Kaynak Alıntısı
▼

Beste okuyacak ortam yok!
Yeni statlarda sistem aşağı yukarı şöyle işliyor: Maç öncesi tepelere yerleştirilmiş devasa hoparlörlere stüdyoda hazırlanmış, tribün duygusundan uzak daha çok çocuk şarkılarını andıran bangır bangır takım parçaları gönderiliyor. Hal böyle olunca, tribünü domine edecek taraftar topluluklarının maç öncesi hazırlanan ‘besteleri’ okumalarının önü kesiliyor. Böylelikle, bir yerde buluşup toplu halde gelmek yerine, münferit olarak direkt stadyuma giren binlerce ‘yeni taraftar’ hoparlörden akan parçalara play back yapmaya zorlanıyor!
Sadece sahaya bakıyorlar!
Ardından maç başlıyor ve tribün hadisesinden uzak, ‘subliminal mesaj’ın etkisindeki taraftarlar büyülenmişcesine sadece sahaya bakıyor!Son Beşiktaş-Galatasaray maçında özellikle Beşiktaş tribünlerinin bu ‘subliminal mesaj’ın etkisinde kaldığını rahatlıkla söyleyebilirim! Neredeyse tüm ilk yarı sadece ‘sahayı gözleyen’ Beşiktaş tribünlerine uzun yıllardır rast gelmemiştim. Galatasaray ataklarında o koca kalabalıktan çıkan sesler sadece ıslıklama ya da ‘ah vah’ın ötesine geçemedi.
İkinci yarı bambaşka oldu
Galatasaray taraftarı ise gerek az olma gerek onca yıl sonra böyle önemli bir maçta stadyumda yer alma gerekse de takımın ilk yarı oyununun verdiği coşkuyla maçtan son ana kadar kopmadı. Öyle ki sık sık, “İnönü sustu bizi dinliyor” sloganları attılar. Ancak ikinci yarı farklı başladı. Devrenin başlama vuruşuyla Beşiktaş kapalı tribünün üst ortasından -eski İnönü Kapalı Tribünü’nü hatırlayanlar için ‘kutu’ya tekabül eden yer- ciddi bir itiraz geldi.

▲

(Bir veri kümesinden kayıtlar)

▼

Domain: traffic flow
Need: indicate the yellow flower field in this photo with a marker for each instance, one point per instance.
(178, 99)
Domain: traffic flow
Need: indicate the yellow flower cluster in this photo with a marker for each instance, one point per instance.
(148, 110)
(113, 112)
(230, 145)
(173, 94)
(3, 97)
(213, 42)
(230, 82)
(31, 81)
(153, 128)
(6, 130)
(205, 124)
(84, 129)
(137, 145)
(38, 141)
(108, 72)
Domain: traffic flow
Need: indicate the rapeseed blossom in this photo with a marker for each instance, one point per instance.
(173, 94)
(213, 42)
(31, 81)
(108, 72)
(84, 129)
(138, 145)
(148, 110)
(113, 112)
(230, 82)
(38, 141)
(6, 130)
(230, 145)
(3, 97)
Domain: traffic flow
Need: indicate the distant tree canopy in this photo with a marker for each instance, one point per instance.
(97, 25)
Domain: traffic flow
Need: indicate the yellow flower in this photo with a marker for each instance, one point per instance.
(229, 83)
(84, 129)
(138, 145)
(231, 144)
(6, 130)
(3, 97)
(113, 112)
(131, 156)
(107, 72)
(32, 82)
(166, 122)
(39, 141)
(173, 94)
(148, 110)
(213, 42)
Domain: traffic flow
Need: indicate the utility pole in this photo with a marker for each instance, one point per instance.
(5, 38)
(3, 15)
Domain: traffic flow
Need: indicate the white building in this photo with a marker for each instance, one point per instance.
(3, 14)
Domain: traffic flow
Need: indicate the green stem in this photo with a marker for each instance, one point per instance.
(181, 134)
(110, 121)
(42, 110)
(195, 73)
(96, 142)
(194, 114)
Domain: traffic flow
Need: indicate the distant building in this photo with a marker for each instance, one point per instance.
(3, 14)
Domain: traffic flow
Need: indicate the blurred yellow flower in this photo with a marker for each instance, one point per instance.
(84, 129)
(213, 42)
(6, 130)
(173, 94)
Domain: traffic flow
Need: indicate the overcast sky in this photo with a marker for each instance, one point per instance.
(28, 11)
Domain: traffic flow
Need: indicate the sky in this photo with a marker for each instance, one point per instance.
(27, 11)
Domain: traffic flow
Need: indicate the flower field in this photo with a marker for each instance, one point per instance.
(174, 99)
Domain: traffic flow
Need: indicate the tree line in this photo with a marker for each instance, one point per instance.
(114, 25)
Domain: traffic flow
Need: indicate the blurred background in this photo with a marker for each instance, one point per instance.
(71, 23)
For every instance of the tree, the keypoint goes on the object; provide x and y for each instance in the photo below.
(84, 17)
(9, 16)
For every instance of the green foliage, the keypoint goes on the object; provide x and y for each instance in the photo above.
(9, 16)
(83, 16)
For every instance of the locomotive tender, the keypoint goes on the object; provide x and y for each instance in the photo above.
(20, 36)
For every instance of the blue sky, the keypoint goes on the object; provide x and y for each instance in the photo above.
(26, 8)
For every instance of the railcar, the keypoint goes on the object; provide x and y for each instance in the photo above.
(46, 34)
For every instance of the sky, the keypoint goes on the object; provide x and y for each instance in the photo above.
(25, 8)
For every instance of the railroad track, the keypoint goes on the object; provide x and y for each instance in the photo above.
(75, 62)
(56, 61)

▲
▼

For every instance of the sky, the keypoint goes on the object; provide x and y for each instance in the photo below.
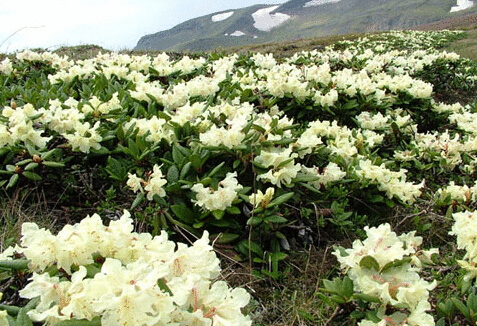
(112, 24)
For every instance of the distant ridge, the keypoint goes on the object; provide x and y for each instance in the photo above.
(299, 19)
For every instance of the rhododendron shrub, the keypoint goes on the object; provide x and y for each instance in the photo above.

▲

Yönerge ve Koşullar
Yukarıdaki yeni statlardaki tribün ortamını anlatan metni iki cümleyle özetleyin.

Çıktı
Yeni statlarda maç öncesi dev hoparlörlerden verilen stüdyo yapımı takım parçaları, taraftar topluluklarının hazırladıkları besteleri okumasının önünü kesiyor ve stada tek tek giren taraftarları bu parçalara play back yapmaya zorluyor. Son Beşiktaş-Galatasaray maçının ilk yarısında Beşiktaş tribünleri neredeyse yalnızca sahayı izlerken Galatasaray taraftarı maçtan son ana kadar kopmadı; ikinci yarının başlama vuruşuyla ise Beşiktaş kapalı tribününün üst ortasından ciddi bir itiraz geldi.